**Exercise requirements:**
[A] Rewrite the paragraph beginning "When comparing RNN with ordinary feed-forward NN" from the passage on recurrent neural networks as a short list that keeps its main facts.
[B] Write out the part of the passage on recurrent neural networks from "The RNNs principle" to "and training error.", word for word.
[C] Pick up the passage on recurrent neural networks for robot torque estimation after its last sentence and keep writing it.

Start Selected passage

When comparing RNN with ordinary feed-forward NN, it can be noted that ordinary feed-forward NN are just able to deal with data points, which are independent of each other. Traditional feed-forward networks are not appropriate to be used when it is concerned with time series data or with sequential data. Some have argued that since time series data may have autocorrelation or time dependence, the recurrent neural network models which take advantage of time dependence may be useful. Recurrent neural networks “RNNs” are a type of neural networks having a dynamic structure can retain the last data and predict next, or future, output values [24]. Comparing with feedforward networks, the size of RNN is significantly compact when demand the same approximation accuracy of dynamic systems. RNN can be used as associative memories to build attractors from input-output association [25]. The dynamic structure means that the NN model follows completely (or partially) differential equations. It may also follow algebraic equations. Whereas, static NN models follow only algebraic equations [26].

RNN design

The RNNs principle is to preserve the outputs of certain hidden layer and feed them back to the input layer to estimate/predict the desired output of system. The main criteria followed for the design of the proposed RNN is achieving the high performance which is obtaining the lowest/smallest MSE and training error.

RNNs are based on the Hopfield networks with containing feedback paths. Figure 2 shows the proposed model architecture which is a multilayer fully connected RNN with feedback delay (z-1). The network contains three layers: the input layer, the hidden layer, and the output layer. The input layer includes the inputs which are nine inputs: current position \({\theta }_{i}(k)\), previous position \({\theta }_{i}(k-1)\), and angular velocity \({\dot{\theta }}_{i}(k)\)) occur at time (kT) where the target “output” is external torque which is predicted at time (k + 1)T. The hidden layer is a non-linear layer and its activation function is the hyperbolic tangent (tanh). The output layer estimates the external torques of the joints of the 3-DOF robot. Figure 3 shows the flow of signals during training the proposed RNN model. The model is training using LM algorithm. T is the toque observed by KRC and \({q}_{d}\) is the desired position (joint angle).

End Selected passage
Start Supplied material

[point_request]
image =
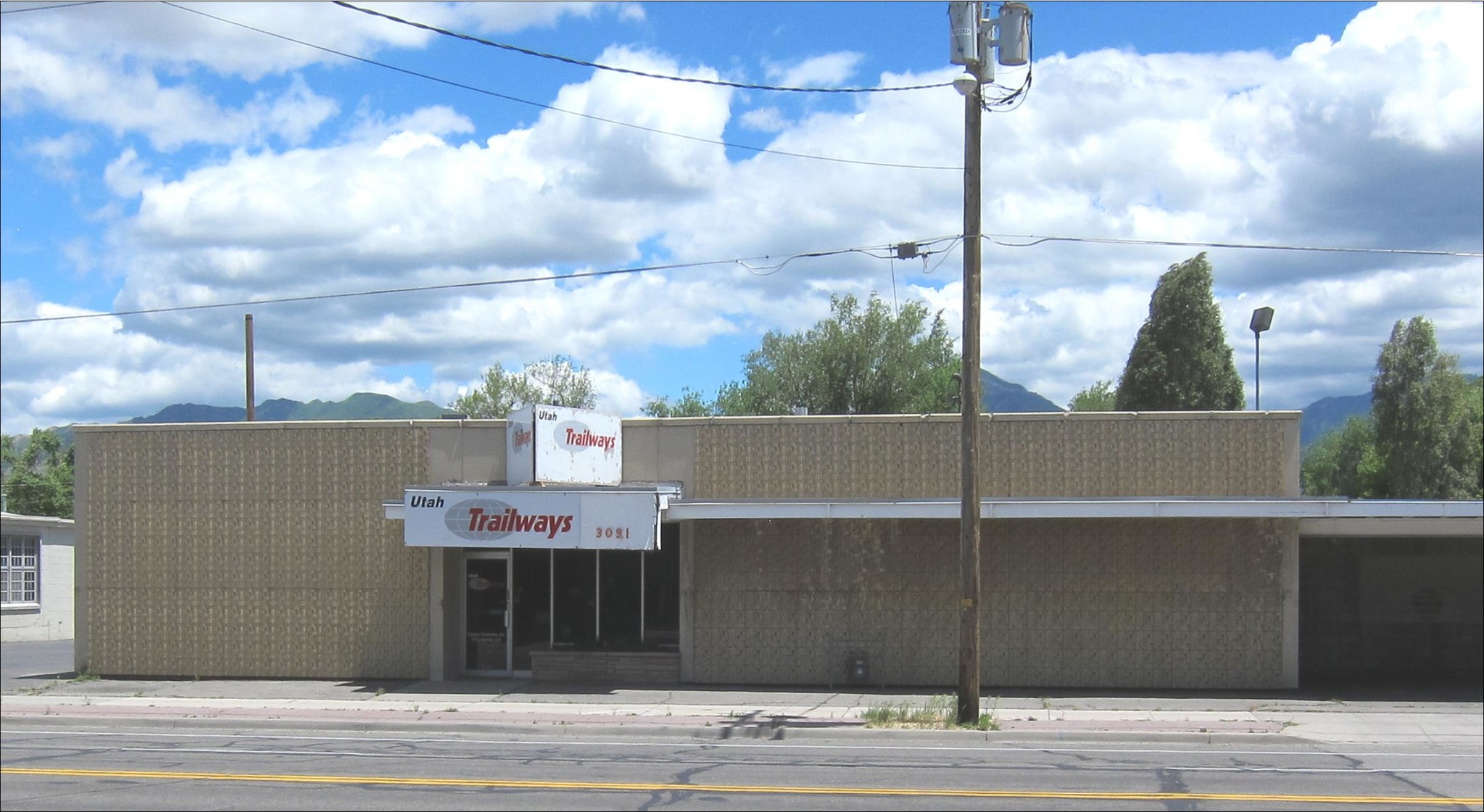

End Supplied material

**Responses in order:**
[A]
- Ordinary feed-forward networks can only handle data points that are independent of each other, so they are not suited to time series or sequential data.
- Time series data may have autocorrelation or time dependence, so RNN models that make use of that dependence may be useful.
- RNNs have a dynamic structure that can retain the last data and predict next or future output values.
- To reach the same approximation accuracy for dynamic systems, an RNN is much more compact than a feedforward network.
- RNNs can act as associative memories that build attractors from input-output associations.
- A dynamic structure means the model follows differential equations completely or partially, and it may also follow algebraic equations. Static models follow only algebraic equations.

[B]
The RNNs principle is to preserve the outputs of certain hidden layer and feed them back to the input layer to estimate/predict the desired output of system. The main criteria followed for the design of the proposed RNN is achieving the high performance which is obtaining the lowest/smallest MSE and training error.

[C]
Fig. 2

The proposed multilayer RNN coupling the joints

Fig. 3

Block diagram of training of the proposed RNN model

A discrete-time RNN follows a set of non-linear discrete time recurrent equations. Through the composition of the neuron’s functions and the time delays [27]. The equation of a discrete time RNN dynamical system of the state variable h(k) (the state at time k) is the following:

$$h(k+1)=g(Jh(k)+B\mathrm{x}(k)+b)$$

(3)

where J and B are weight matrices and b is the bias vector. g is a non-linear function, which is the “tanh” function. k represents the time index [28].

So, the network can be represented in matrix form by:

$$\tau (\mathrm{k}+1)\mathrm{T}=\mathrm{ g}({\mathrm{W}}_{ji} {y}_{j}(\mathrm{kT}) +\mathrm{b})$$

(4)

where W_ji is a weight matrix, b is the bias vector having a weight unity, and g is activation function, tan-sigmoid “tanh(y_j)”:

$$\mathrm{tanh}\left(\mathrm{y}\right)=\frac{{e}^{y}-{e}^{-y}}{{e}^{y}+{e}^{-y}}$$

(5)

It is not practical to determine the optimal setting for the learning rate before training, and, in fact, the optimal learning rate changes during the training process, as the algorithm moves across the performance surface.

LM algorithm is a type of the second-order optimization techniques that have a strong theoretical basis and provide significantly fast convergence, and it is considered as an approximation to Newton’s method. According to LM algorithm the optimum adjusted weight can be updated as follows:

$${\Delta w}_{ij}={[H+\lambda I]}^{-1}g$$

(6)

where H is Hessian of the second order function and g is the gradient vector of the second order function. I is the identity matrix of the same dimensions as H and λ [25].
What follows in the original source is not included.